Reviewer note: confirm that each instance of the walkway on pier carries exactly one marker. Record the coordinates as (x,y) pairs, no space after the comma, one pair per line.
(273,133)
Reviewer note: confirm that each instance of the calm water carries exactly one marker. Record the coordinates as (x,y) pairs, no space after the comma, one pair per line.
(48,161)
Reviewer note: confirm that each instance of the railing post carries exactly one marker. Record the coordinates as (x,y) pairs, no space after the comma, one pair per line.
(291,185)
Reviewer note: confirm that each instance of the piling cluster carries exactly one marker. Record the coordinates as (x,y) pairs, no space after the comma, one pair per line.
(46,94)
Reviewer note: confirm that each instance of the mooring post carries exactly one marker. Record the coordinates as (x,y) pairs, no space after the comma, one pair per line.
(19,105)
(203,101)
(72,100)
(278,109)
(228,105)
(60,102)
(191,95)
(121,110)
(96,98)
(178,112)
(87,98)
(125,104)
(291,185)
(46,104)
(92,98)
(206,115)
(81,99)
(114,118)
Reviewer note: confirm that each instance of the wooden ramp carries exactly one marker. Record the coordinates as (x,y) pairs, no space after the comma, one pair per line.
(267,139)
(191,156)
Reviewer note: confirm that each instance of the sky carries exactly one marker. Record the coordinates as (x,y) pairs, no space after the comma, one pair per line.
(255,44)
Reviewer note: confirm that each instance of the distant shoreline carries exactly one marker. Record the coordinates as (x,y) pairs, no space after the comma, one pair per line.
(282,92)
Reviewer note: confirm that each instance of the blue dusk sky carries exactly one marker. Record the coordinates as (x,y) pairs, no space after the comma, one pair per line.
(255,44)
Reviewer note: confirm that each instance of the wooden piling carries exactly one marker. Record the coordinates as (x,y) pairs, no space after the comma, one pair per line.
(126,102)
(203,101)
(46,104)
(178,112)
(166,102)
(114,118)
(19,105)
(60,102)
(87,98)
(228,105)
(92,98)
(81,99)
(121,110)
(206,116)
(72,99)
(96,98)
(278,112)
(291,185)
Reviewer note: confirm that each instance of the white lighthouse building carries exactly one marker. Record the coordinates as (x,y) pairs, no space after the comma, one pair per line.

- - -

> [STATED PROBLEM]
Please rewrite all of the data above as a Markdown table with the columns Row and Line, numbering each line in order and omitting blank lines.

> [FINAL RESULT]
| Row | Line |
|---|---|
| 1 | Reviewer note: confirm that each instance of the walkway on pier carries exactly one marker. Record the coordinates as (x,y) pairs, no space after the comma, one pair per line. |
| 2 | (273,133) |
| 3 | Reviewer note: confirm that each instance of the calm water carries exactly one marker. Record the coordinates as (x,y) pairs, no space after the comma, one pair per line. |
| 4 | (48,161) |
| 5 | Reviewer note: confirm that each instance of the railing post carries exactly one marker. Record the coordinates as (x,y) pairs, no space after the comma, one pair per line. |
| 6 | (291,185) |
| 7 | Reviewer note: confirm that each instance of the piling cluster carries exactly one marker. Record the coordinates as (x,y) pairs, no space after the comma, one pair per line. |
| 8 | (46,94) |
| 9 | Reviewer note: confirm that each instance of the mooring post carries exactly one marker. Record the coordinates as (x,y) pairs, no space after the comma, one pair per line. |
| 10 | (19,105) |
| 11 | (203,101) |
| 12 | (72,100) |
| 13 | (278,109) |
| 14 | (228,105) |
| 15 | (60,102) |
| 16 | (191,95) |
| 17 | (121,110) |
| 18 | (96,98) |
| 19 | (178,112) |
| 20 | (87,98) |
| 21 | (125,104) |
| 22 | (291,185) |
| 23 | (46,104) |
| 24 | (92,98) |
| 25 | (206,115) |
| 26 | (81,99) |
| 27 | (114,118) |
| 28 | Reviewer note: confirm that each instance of the wooden ramp carries exactly one marker. Record the coordinates as (x,y) pairs, no space after the comma, one pair per line. |
| 29 | (267,139) |
| 30 | (191,156) |
| 31 | Reviewer note: confirm that each instance of the sky carries exactly one marker. Record the coordinates as (x,y) pairs, no space after the comma, one pair per line. |
| 32 | (255,44) |
| 33 | Reviewer note: confirm that each instance of the distant shoreline carries exactly one marker. Record the coordinates as (x,y) pairs, no space after the comma, one pair per line. |
| 34 | (282,92) |
| 35 | Reviewer note: confirm that each instance of the blue dusk sky carries exactly one marker. Record the coordinates as (x,y) pairs, no space after the comma, one pair per line. |
| 36 | (255,44) |
| 37 | Reviewer note: confirm that each instance of the wooden piling carries exactly one marker. Record the coordinates as (x,y) pairs, no space after the comma, one pair per line. |
| 38 | (126,102) |
| 39 | (203,101) |
| 40 | (46,104) |
| 41 | (178,112) |
| 42 | (166,102) |
| 43 | (114,118) |
| 44 | (19,105) |
| 45 | (60,102) |
| 46 | (87,98) |
| 47 | (228,105) |
| 48 | (92,98) |
| 49 | (81,99) |
| 50 | (121,110) |
| 51 | (206,116) |
| 52 | (72,99) |
| 53 | (96,98) |
| 54 | (278,112) |
| 55 | (291,185) |
| 56 | Reviewer note: confirm that each instance of the white lighthouse building carries exactly one marker. Record the coordinates as (x,y) pairs, no space after the comma, one pair per line. |